Written request
Copy the following lines exactly as they appear, from the first line of the material to the last.

(Records from a point-labeling set)
-*-
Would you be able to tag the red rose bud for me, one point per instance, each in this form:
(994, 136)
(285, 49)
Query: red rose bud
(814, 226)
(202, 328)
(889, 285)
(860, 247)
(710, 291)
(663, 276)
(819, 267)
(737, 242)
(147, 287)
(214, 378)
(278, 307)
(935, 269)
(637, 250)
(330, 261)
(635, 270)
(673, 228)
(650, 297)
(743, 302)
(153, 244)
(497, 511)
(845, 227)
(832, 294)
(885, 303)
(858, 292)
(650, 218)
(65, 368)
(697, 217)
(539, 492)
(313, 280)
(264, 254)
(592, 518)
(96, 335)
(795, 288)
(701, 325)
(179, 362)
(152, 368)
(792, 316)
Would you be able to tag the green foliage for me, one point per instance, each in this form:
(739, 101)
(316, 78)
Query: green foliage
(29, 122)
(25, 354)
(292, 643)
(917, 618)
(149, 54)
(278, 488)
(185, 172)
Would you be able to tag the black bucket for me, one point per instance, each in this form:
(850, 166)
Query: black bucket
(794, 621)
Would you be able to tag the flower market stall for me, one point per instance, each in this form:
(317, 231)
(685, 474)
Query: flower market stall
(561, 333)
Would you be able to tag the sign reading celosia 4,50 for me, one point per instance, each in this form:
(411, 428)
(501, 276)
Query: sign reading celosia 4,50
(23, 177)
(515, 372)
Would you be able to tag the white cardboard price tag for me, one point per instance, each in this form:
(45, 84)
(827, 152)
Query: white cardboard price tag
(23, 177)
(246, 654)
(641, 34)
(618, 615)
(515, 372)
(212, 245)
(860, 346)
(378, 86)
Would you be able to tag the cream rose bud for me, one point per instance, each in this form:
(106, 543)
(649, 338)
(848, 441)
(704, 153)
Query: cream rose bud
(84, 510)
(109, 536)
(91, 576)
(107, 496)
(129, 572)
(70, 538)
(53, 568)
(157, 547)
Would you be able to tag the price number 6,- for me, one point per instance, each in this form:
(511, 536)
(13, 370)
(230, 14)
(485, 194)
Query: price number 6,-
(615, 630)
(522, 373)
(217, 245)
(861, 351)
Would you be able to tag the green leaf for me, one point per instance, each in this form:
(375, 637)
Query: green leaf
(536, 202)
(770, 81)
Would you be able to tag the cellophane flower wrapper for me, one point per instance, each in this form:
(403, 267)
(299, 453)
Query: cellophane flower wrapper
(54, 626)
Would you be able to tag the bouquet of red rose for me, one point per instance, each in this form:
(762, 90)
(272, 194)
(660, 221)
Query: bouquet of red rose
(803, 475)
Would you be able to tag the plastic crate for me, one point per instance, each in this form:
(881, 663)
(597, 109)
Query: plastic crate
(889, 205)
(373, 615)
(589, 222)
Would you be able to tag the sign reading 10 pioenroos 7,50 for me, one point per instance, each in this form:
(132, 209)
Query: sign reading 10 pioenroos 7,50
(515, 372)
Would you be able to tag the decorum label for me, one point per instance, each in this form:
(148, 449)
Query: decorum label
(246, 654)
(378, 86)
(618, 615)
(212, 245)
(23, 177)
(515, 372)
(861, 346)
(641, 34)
-*-
Exercise answer
Would you be able to tag the red rose bud for me, one point per instance, each in this form:
(994, 136)
(285, 49)
Query: red rose bud
(814, 226)
(202, 328)
(889, 285)
(860, 247)
(710, 291)
(663, 276)
(819, 267)
(737, 242)
(147, 287)
(214, 378)
(278, 307)
(935, 269)
(637, 250)
(330, 261)
(635, 270)
(673, 228)
(650, 297)
(743, 302)
(153, 244)
(497, 511)
(845, 227)
(832, 294)
(885, 303)
(858, 292)
(650, 218)
(65, 368)
(697, 217)
(539, 492)
(313, 280)
(264, 254)
(592, 518)
(96, 335)
(795, 288)
(701, 325)
(179, 362)
(152, 368)
(792, 316)
Would you be able to tag the green foliage for me, one point per instance, each in this form:
(739, 101)
(316, 78)
Query: green foliage
(29, 122)
(25, 354)
(292, 643)
(917, 618)
(149, 54)
(278, 488)
(185, 172)
Would you be able to tag the black bucket for me, one point per instance, each in this form:
(850, 166)
Query: black bucket
(794, 621)
Would you be able to tag the flower market stall for me, one point per instance, each in this form:
(317, 231)
(685, 474)
Query: flower market stall
(561, 333)
Would you be able to tag the sign reading celosia 4,50 for me, one point per instance, each in this form:
(411, 428)
(501, 276)
Query: sign reading celosia 4,50
(23, 177)
(515, 372)
Would you be able to tag the white cardboard price tag for me, one point per instance, each in this form:
(45, 84)
(827, 152)
Query: white cardboard price tag
(23, 177)
(246, 654)
(641, 34)
(618, 615)
(515, 372)
(212, 245)
(860, 346)
(378, 86)
Would you be able to tag the cream rose bud for me, one point per instance, each in this form:
(106, 543)
(649, 338)
(848, 441)
(704, 153)
Query: cream rose bud
(84, 510)
(109, 536)
(91, 576)
(107, 496)
(129, 572)
(70, 538)
(53, 568)
(157, 547)
Would you be able to tag the price number 6,- for me, one point per instance, each in this form:
(511, 536)
(13, 370)
(230, 14)
(485, 194)
Query: price number 6,-
(615, 630)
(522, 373)
(217, 245)
(861, 351)
Would you be able to tag the green leaf for me, one point per instance, each in this form:
(375, 637)
Query: green leaf
(536, 202)
(770, 81)
Would you be able to tag the cellophane flower wrapper for me, one point per instance, each in this form:
(403, 267)
(299, 453)
Query: cellophane flower wrapper
(54, 626)
Would you be able to tag the bouquet of red rose for me, one point per instance, each in this form:
(762, 90)
(272, 194)
(660, 221)
Query: bouquet of red rose
(803, 475)
Would you be able to tag the plastic crate for me, one point per instance, each in this form:
(881, 663)
(597, 109)
Query: plastic crate
(889, 205)
(373, 615)
(589, 222)
Would you be able to tag the sign reading 10 pioenroos 7,50 for me, one point per instance, each in this form:
(132, 209)
Query: sign reading 10 pioenroos 7,50
(515, 372)
Would you be able to tag the decorum label for me, one point per instance, each in this form:
(148, 449)
Query: decorum label
(246, 654)
(378, 86)
(618, 615)
(212, 245)
(23, 177)
(515, 372)
(861, 346)
(641, 34)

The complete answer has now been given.